(Items stored from a collection)
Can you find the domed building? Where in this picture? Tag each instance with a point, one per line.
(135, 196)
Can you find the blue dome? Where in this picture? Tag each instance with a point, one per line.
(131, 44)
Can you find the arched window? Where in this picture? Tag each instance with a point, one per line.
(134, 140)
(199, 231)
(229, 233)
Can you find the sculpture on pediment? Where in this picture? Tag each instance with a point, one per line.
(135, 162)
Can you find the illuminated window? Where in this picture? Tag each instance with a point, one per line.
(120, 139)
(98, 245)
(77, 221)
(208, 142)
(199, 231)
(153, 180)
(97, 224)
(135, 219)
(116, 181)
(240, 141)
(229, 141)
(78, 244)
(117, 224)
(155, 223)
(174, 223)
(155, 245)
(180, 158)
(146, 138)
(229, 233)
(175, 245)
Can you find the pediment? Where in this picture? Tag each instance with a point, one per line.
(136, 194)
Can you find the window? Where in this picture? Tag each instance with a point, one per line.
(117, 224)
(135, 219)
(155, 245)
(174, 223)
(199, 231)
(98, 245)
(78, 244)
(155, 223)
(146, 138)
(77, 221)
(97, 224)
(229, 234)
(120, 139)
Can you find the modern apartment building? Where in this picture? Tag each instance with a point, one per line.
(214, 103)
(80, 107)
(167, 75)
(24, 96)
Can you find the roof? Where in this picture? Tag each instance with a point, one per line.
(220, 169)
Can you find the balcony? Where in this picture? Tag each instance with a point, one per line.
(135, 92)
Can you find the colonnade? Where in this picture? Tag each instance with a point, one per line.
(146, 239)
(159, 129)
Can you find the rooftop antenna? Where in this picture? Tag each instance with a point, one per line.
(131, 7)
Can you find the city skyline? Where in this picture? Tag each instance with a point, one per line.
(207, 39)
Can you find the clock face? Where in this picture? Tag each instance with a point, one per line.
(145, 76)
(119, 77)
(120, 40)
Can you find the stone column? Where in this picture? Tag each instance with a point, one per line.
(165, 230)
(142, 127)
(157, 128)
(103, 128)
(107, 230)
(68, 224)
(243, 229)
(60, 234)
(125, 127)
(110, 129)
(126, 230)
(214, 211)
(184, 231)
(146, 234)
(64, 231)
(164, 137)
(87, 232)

▸ **Set problem**
Please rewrite every line from the line with "Can you find the balcony?" up to and including the last line of the records. Keep the requests unchanged, and rescale each coordinate in the answers by multiplying it by 2.15 and rounding to a whole number, with halves rounded up.

▸ **Answer for this exercise**
Can you find the balcony? Where in this picture? Tag each instance with a point, one per line.
(290, 198)
Can you find the colonnade? Where in this picture? Tag each instance with a point, one per line.
(314, 514)
(342, 277)
Can you find the rooftop antenna? Where in this picture? Tag each instance with a point, one per line.
(282, 15)
Can you find the city skyline? Where in this picture? Tag each instance with a point, one per line.
(445, 84)
Can you find the clock face? Where in this picture? Tag each instance with a point, one per line.
(312, 163)
(256, 166)
(258, 86)
Can you find the stone column? Where in this picture? Tag each instance with a point, one per line.
(355, 495)
(305, 273)
(338, 275)
(221, 275)
(230, 495)
(146, 482)
(522, 492)
(129, 503)
(269, 273)
(237, 277)
(271, 495)
(460, 454)
(396, 497)
(314, 503)
(138, 497)
(353, 295)
(187, 499)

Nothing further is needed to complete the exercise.